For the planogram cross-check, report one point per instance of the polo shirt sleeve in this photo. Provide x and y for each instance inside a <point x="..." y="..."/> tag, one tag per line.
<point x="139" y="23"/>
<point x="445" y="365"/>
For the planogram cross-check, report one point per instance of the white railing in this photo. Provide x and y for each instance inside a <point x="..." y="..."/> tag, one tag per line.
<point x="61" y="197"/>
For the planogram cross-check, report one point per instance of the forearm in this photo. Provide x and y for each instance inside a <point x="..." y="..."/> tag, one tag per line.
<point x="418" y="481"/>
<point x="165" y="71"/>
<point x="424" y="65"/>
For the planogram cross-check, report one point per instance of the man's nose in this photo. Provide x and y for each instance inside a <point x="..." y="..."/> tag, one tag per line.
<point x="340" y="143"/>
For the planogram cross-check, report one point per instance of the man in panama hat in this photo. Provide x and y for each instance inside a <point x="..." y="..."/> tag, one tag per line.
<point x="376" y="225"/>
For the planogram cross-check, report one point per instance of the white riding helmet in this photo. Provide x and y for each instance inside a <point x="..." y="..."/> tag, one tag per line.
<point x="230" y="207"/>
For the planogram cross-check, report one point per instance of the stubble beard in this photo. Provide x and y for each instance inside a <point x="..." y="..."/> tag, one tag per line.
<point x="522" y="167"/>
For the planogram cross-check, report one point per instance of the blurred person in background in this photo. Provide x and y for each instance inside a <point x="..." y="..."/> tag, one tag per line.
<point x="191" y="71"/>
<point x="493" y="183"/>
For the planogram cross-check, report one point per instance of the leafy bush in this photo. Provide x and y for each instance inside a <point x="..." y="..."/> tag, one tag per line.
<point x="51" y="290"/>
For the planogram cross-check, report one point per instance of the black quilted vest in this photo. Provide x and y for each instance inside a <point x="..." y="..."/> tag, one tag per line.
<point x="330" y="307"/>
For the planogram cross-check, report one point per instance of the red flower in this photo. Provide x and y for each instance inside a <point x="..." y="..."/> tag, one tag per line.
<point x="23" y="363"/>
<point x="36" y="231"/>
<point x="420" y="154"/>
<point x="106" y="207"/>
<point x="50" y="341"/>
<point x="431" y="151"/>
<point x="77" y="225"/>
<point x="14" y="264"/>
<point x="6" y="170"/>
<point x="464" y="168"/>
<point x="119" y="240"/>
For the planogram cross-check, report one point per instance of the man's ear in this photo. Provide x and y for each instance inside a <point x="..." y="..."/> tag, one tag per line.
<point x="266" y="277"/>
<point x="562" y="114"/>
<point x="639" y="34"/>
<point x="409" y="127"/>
+---+
# DESCRIPTION OF THE TASK:
Put every line of the records above into a JSON list of strings, one string per line, omitting blank lines.

# RESPONSE:
[
  "For the planogram cross-check, report one point per instance of the polo shirt sleeve in this photo. Provide x and y for each instance inside a <point x=\"...\" y=\"...\"/> tag, one tag per line.",
  "<point x=\"139\" y=\"23\"/>",
  "<point x=\"445\" y=\"365\"/>",
  "For the planogram cross-check, report one point per instance of the white railing in this photo. Provide x and y for each instance inside a <point x=\"...\" y=\"...\"/> tag, one tag per line.",
  "<point x=\"61\" y=\"197\"/>",
  "For the planogram cross-check, report one point per instance of the forearm in this photo. Provide x and y for each instance inside a <point x=\"...\" y=\"...\"/> tag, one tag per line.",
  "<point x=\"418\" y=\"481\"/>",
  "<point x=\"165\" y=\"71\"/>",
  "<point x=\"424\" y=\"65\"/>",
  "For the planogram cross-check, report one point per instance of the man's nose in this photo. Provide x and y for each instance inside a <point x=\"...\" y=\"...\"/> tag, one tag per line.",
  "<point x=\"340\" y=\"143\"/>",
  "For the planogram cross-check, report one point per instance of the man in panama hat in this photo. Provide x and y for each instance inside a <point x=\"...\" y=\"...\"/> tag, one tag per line.",
  "<point x=\"376\" y=\"225\"/>",
  "For the planogram cross-check, report one point per instance of the white riding helmet in this photo. Provide x and y for each instance inside a <point x=\"...\" y=\"...\"/> tag, one tag per line.",
  "<point x=\"230\" y=\"207\"/>",
  "For the planogram cross-check, report one point per instance of the stubble beard in this photo. Provide x and y for each instance inside a <point x=\"...\" y=\"...\"/> tag, one tag per line.",
  "<point x=\"522\" y=\"167\"/>",
  "For the planogram cross-check, report one point per instance of the blurred person in background in this photo. Provide x and y for each instance inside a <point x=\"...\" y=\"...\"/> tag, one tag per line.",
  "<point x=\"191\" y=\"71\"/>",
  "<point x=\"493\" y=\"183\"/>",
  "For the planogram cross-check, report one point per instance of the leafy bush in this photo. Provide x and y for each instance inside a <point x=\"...\" y=\"...\"/> tag, one tag per line.",
  "<point x=\"51\" y=\"290\"/>",
  "For the planogram cross-check, report one point per instance of the black quilted vest in this photo. Provide x and y for each instance inside a <point x=\"...\" y=\"...\"/> tag, one tag per line.",
  "<point x=\"330\" y=\"307\"/>",
  "For the planogram cross-check, report one point per instance of the red flower in this photo. Provide x and y for each instance inside a <point x=\"...\" y=\"...\"/> tag, one tag per line.",
  "<point x=\"23\" y=\"363\"/>",
  "<point x=\"36\" y=\"231\"/>",
  "<point x=\"420\" y=\"154\"/>",
  "<point x=\"106\" y=\"207\"/>",
  "<point x=\"50\" y=\"341\"/>",
  "<point x=\"431\" y=\"151\"/>",
  "<point x=\"77\" y=\"225\"/>",
  "<point x=\"14\" y=\"264\"/>",
  "<point x=\"6\" y=\"170\"/>",
  "<point x=\"464\" y=\"168\"/>",
  "<point x=\"119\" y=\"240\"/>",
  "For the planogram cross-check, report one point per instance of the man's ear in this photo. Provide x and y for each instance inside a <point x=\"...\" y=\"...\"/> tag, one tag per line.",
  "<point x=\"266\" y=\"277\"/>",
  "<point x=\"562\" y=\"114\"/>",
  "<point x=\"639\" y=\"34\"/>",
  "<point x=\"409\" y=\"127\"/>"
]